start Records for the task

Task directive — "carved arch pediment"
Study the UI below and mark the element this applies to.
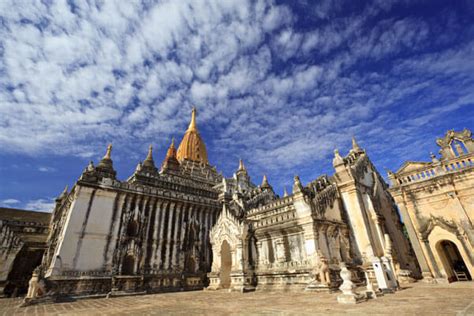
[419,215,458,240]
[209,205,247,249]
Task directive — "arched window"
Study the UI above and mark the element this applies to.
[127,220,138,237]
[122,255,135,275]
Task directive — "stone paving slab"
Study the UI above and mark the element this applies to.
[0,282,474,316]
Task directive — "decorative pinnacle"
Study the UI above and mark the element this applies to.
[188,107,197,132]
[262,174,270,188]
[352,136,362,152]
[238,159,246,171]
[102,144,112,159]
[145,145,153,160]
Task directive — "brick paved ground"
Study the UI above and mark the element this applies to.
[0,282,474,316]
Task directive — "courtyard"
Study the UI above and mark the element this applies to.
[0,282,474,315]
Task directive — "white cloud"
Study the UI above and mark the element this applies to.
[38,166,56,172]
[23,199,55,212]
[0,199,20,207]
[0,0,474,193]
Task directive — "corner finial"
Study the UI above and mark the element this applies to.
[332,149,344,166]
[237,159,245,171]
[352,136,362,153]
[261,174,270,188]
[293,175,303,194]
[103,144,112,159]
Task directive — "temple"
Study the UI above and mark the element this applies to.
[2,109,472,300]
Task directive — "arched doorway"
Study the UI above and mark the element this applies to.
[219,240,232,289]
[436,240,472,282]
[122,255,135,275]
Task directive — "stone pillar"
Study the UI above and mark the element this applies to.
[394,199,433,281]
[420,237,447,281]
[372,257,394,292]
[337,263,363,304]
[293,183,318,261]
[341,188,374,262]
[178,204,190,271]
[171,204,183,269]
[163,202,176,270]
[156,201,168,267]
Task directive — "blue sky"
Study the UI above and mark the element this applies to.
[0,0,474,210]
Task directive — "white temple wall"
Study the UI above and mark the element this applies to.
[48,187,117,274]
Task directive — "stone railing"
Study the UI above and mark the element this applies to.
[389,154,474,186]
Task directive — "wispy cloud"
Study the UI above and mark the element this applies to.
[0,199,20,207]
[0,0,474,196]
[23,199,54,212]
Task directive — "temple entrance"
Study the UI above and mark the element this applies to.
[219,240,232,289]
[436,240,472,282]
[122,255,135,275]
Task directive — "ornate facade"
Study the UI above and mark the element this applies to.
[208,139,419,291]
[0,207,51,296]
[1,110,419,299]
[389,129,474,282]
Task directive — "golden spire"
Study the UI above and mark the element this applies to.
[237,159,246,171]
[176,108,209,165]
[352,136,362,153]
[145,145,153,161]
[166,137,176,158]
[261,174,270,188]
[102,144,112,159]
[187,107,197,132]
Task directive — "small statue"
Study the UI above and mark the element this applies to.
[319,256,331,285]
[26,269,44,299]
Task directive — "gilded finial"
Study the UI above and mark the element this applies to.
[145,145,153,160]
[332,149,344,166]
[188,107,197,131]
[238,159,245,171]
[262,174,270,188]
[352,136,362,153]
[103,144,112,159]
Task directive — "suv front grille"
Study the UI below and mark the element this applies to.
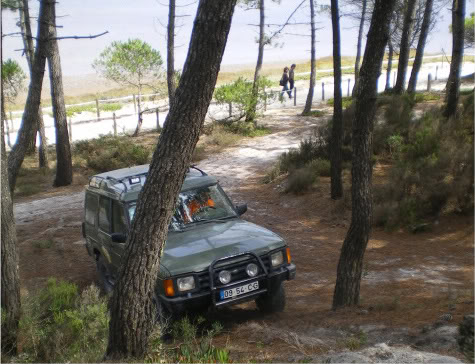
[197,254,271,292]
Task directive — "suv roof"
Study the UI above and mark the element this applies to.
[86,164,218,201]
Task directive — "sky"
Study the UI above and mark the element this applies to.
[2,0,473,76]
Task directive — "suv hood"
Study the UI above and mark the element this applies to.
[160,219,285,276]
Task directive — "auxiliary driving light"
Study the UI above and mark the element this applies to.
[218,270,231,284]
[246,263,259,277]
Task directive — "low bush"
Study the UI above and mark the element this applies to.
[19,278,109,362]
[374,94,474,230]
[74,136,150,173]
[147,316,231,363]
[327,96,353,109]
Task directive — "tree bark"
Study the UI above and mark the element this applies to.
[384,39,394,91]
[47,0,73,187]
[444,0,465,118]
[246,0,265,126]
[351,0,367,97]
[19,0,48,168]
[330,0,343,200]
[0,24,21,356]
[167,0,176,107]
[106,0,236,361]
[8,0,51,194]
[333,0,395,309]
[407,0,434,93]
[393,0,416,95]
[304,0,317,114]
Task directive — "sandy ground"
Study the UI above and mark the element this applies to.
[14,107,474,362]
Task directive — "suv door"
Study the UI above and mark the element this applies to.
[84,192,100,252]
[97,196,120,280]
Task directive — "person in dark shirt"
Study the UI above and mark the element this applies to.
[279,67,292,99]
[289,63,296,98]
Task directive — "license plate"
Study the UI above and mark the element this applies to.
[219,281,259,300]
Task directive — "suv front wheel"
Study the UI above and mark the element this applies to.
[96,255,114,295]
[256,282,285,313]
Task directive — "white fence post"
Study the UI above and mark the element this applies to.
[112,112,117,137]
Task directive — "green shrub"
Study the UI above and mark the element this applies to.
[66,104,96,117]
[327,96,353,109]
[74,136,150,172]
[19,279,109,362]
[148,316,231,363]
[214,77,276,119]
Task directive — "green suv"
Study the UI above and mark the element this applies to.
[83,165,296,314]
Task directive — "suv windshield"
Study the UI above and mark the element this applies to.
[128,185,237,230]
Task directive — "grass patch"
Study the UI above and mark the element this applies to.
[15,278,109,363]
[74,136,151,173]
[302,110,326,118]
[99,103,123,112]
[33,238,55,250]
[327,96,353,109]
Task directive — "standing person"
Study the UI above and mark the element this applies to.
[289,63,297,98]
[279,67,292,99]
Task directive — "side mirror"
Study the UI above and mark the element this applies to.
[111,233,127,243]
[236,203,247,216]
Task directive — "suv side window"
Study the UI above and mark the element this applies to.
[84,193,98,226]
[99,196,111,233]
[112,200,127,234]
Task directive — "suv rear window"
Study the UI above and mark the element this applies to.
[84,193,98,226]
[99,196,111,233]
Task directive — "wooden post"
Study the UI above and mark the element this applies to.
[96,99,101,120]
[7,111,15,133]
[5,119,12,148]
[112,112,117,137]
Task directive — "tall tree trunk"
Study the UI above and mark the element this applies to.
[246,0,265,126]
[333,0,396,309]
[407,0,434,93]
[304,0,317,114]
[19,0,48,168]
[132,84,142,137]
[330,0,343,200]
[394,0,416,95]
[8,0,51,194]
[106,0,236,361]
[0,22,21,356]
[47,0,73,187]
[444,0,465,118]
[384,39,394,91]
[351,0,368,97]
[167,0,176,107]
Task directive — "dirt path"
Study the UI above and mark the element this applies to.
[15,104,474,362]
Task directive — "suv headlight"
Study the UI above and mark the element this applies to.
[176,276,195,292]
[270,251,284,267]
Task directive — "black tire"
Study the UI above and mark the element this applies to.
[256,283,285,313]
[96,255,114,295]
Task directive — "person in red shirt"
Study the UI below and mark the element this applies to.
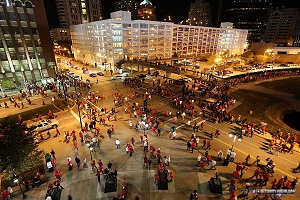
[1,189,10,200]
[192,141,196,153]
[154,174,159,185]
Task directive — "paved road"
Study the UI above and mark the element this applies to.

end Records for the task

Transcribe every line from the records above without alteration, and leave out the images.

## Solved exercise:
Task directive — "carved arch pediment"
Study the UI below and mark the element this applies to.
[419,215,458,240]
[209,205,247,249]
Task directive — "arched window"
Study the UI above and mark the element this applies to.
[127,220,138,237]
[122,255,135,275]
Task directive — "stone paving slab"
Study the UI above and mark the element this applies to.
[0,282,474,316]
Task directive — "decorative pinnacle"
Study the UI above and mark the element this applies to.
[188,107,197,132]
[262,174,270,188]
[352,136,362,152]
[238,159,246,171]
[102,144,112,159]
[145,145,153,160]
Task directive — "brick paved ground"
Study the UI above and mark the element this applies to.
[0,282,474,316]
Task directive — "courtyard"
Study the UI above and mark the element this applies to.
[0,282,474,315]
Task directive — "white cloud"
Study the UI above and mark the element this applies to.
[38,166,56,172]
[23,199,55,212]
[0,199,20,207]
[0,0,474,193]
Task directive — "corner finial"
Study the UI above and mark the element this applies to.
[332,149,344,166]
[237,159,245,171]
[352,136,362,153]
[261,174,270,188]
[293,175,303,194]
[103,144,112,159]
Task directive — "temple"
Study the UI above and mark the element this applies to.
[2,109,472,300]
Task directive — "arched doorway"
Study the UI above and mark the element this applies to.
[219,240,232,289]
[436,240,472,282]
[122,255,135,275]
Task directive — "stone pillar"
Study the UI above and mark the element this applies to.
[394,199,433,281]
[420,237,447,281]
[372,257,394,292]
[337,263,363,304]
[293,183,318,261]
[341,188,374,262]
[178,204,190,271]
[171,204,183,269]
[163,202,176,270]
[156,201,168,267]
Task directive — "blue sky"
Study the UI above and mark the element this applies to.
[0,0,474,210]
Task directive — "white temple wall"
Study the UI above and mark the element this applies to.
[48,187,117,274]
Task directive — "stone railing"
Study the UI above and mark the element this applies to.
[389,154,474,186]
Task directive — "wispy cloud"
Study the UI above and mark the element this applies to.
[0,199,20,207]
[0,0,474,196]
[23,199,54,212]
Task directive — "temple entrance"
Study the UI above and mark the element this applies to.
[219,240,232,289]
[436,240,472,282]
[122,255,135,275]
Task directive — "ornate facade"
Study the UI above and mark the element this applies to.
[208,139,419,291]
[0,207,51,296]
[1,110,419,299]
[389,129,474,282]
Task directive — "golden spire"
Study the UI above and mark the element this applies to.
[237,159,246,171]
[176,108,209,165]
[352,136,362,153]
[145,145,153,161]
[166,137,176,158]
[261,174,270,188]
[102,144,112,159]
[187,107,197,132]
Task directive — "small statue"
Study the UI above and mark the element this applies to.
[319,256,331,285]
[26,269,44,299]
Task directive — "gilded finial"
Study the UI above and mark the element this applies to.
[145,145,153,160]
[332,149,344,166]
[188,107,197,131]
[238,159,245,171]
[262,174,270,188]
[352,136,362,153]
[103,144,112,159]
Task directive — "suv front grille"
Study the UI below and mark the element this applies to.
[197,254,271,292]
Task directive — "suv roof"
Study the UI above and mark the element this applies to.
[86,164,218,201]
Task directive — "sky"
Study the UI above and mark the element this applies to.
[2,0,473,76]
Task directive — "suv hood"
Study the UI above and mark the element this applies to.
[160,219,285,276]
Task directive — "auxiliary driving light"
Study the UI above and mark the element this applies to.
[218,270,231,284]
[246,263,259,277]
Task directive — "low bush"
Study the UI above and mark the element this applies to.
[19,278,109,362]
[374,94,474,230]
[74,136,150,173]
[147,316,231,363]
[327,96,353,109]
Task directive — "tree bark"
Study the UI above and mark the element this applies to.
[384,39,394,91]
[47,0,73,187]
[444,0,465,118]
[246,0,265,126]
[351,0,367,97]
[19,0,48,168]
[330,0,343,200]
[0,24,21,356]
[167,0,176,107]
[106,0,236,361]
[8,0,51,194]
[333,0,395,309]
[407,0,434,93]
[393,0,416,95]
[304,0,317,114]
Task directive — "sandy ground"
Study the UI above and mark the element this applies to.
[14,107,474,362]
Task directive — "suv door"
Study the UI above and mark the element this applies to.
[84,192,100,252]
[97,196,120,280]
Task directive — "person in dark shirt"
Study the UI above and mark the element this applies to.
[279,67,292,99]
[289,63,296,98]
Task directive — "license plate"
Study the UI above and mark the element this applies to.
[219,281,259,300]
Task directive — "suv front wheel"
Study the UI above and mark the element this applies to.
[96,255,114,295]
[256,282,285,313]
Task directive — "white fence post"
Study the UI above and mark the element this applies to.
[112,112,117,137]
Task directive — "green shrub"
Study the UI above and mark the element this applies to.
[66,104,96,117]
[327,96,353,109]
[74,136,150,172]
[19,279,109,362]
[148,316,231,363]
[214,77,276,119]
Task directive — "green suv"
Study the UI above and mark the element this applies to.
[83,165,296,314]
Task directive — "suv windshield"
Study the UI above and mark the element this applies to.
[128,185,237,230]
Task directive — "grass patch"
Study the UI above and mark the element this applies to.
[15,278,109,363]
[74,136,151,173]
[302,110,326,118]
[99,103,123,112]
[33,238,55,250]
[327,96,353,109]
Task directive — "standing person"
Study the UI above and mark the element this applies to.
[289,63,297,98]
[279,67,292,99]
Task directive — "side mirror"
Study the UI above and mark the element this applies to.
[111,233,127,243]
[236,203,247,216]
Task directive — "suv side window"
Study the UI above and mark the element this applies to.
[84,193,98,226]
[99,196,111,233]
[112,200,127,234]
Task directive — "suv rear window"
Study the UI above and mark the element this applies to.
[84,193,98,226]
[99,196,111,233]
Task directive — "wooden post"
Study the UI above and mark the element this applies to.
[96,99,101,120]
[7,111,15,133]
[5,119,12,148]
[112,112,117,137]
Task directive — "tall tree trunk"
Study the UI above and mark the element this applies to.
[246,0,265,126]
[333,0,396,309]
[407,0,434,93]
[304,0,317,114]
[19,0,48,168]
[132,84,142,137]
[330,0,343,200]
[394,0,416,95]
[8,0,51,194]
[106,0,236,361]
[0,22,21,356]
[47,0,73,187]
[444,0,465,118]
[384,39,394,91]
[351,0,368,97]
[167,0,176,107]
Task directive — "dirt path"
Study the UI above and mark the element this applies to.
[15,104,474,362]
Task directive — "suv headlight"
Study the UI above and mark the element this applies to.
[176,276,195,292]
[270,251,284,267]
Task directive — "black tire"
Study the UI above and mark the element this applies to.
[256,283,285,313]
[96,255,114,295]
Task directive — "person in red shirt"
Study the UI below and mark the element this applies to.
[1,189,10,200]
[192,141,196,153]
[154,174,159,185]
Task directive — "paved road"
Study the UI above and mark the element this applies to.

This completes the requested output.